Shape labeling records:
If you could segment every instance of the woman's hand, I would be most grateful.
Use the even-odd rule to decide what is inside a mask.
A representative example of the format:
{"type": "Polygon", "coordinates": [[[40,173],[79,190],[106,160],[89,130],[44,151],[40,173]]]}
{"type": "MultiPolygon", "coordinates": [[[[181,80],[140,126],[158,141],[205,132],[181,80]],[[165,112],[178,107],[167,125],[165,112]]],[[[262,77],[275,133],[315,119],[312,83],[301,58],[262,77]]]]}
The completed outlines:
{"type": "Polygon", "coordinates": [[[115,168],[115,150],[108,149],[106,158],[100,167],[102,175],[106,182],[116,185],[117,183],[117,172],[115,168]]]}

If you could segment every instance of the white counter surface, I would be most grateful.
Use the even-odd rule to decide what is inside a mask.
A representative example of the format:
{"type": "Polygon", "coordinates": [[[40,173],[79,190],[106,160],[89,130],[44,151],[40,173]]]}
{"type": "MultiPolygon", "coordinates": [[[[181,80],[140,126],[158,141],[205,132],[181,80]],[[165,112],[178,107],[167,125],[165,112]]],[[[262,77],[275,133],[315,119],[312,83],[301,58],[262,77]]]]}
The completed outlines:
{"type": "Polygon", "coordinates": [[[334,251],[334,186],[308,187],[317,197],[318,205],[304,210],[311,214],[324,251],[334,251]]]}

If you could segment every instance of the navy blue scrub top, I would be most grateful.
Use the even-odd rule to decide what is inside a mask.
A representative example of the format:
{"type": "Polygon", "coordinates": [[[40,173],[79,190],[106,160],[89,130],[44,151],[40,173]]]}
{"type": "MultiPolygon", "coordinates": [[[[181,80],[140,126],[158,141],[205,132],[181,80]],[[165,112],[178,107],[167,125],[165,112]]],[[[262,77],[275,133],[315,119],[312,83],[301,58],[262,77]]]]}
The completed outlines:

> _Work required_:
Copy every line of the records above exactly, leaving nothing out and changing nothing.

> _Final result_:
If you could segment every instance of the woman's hand, I would be most grateful.
Use the even-odd rule to decide what is inside a mask.
A representative example of the format:
{"type": "Polygon", "coordinates": [[[40,173],[79,190],[106,160],[89,130],[44,151],[40,173]]]}
{"type": "MultiPolygon", "coordinates": [[[[181,80],[140,126],[158,141],[205,132],[181,80]],[[165,112],[178,107],[167,125],[165,112]]],[[[262,77],[275,133],[315,119],[312,83],[301,58],[262,77]]]]}
The completed outlines:
{"type": "Polygon", "coordinates": [[[115,168],[115,150],[108,149],[106,158],[100,167],[102,175],[106,182],[116,185],[117,183],[117,172],[115,168]]]}

If you could segment every instance of the white counter surface, I would be most grateful.
Use the even-odd rule to decide what is inside a mask.
A representative example of the format:
{"type": "Polygon", "coordinates": [[[40,173],[79,190],[106,160],[89,130],[44,151],[40,173]]]}
{"type": "MultiPolygon", "coordinates": [[[[181,80],[140,126],[158,141],[205,132],[181,80]],[[165,112],[178,107],[167,125],[165,112]]],[[[262,77],[275,133],[315,119],[312,83],[301,58],[262,77]]]]}
The completed outlines:
{"type": "Polygon", "coordinates": [[[334,251],[334,186],[308,187],[317,197],[318,205],[304,210],[311,214],[324,251],[334,251]]]}

If you could segment every instance of the navy blue scrub top, I would be most grateful.
Use the even-odd rule to decide what is inside a mask.
A representative example of the format:
{"type": "Polygon", "coordinates": [[[40,173],[79,190],[106,160],[89,130],[44,151],[40,173]]]}
{"type": "MultiPolygon", "coordinates": [[[[181,80],[140,126],[158,141],[205,132],[181,80]],[[165,112],[178,107],[167,125],[165,112]]],[[[262,77],[275,133],[315,119],[312,83],[301,58],[262,77]]]]}
The completed outlines:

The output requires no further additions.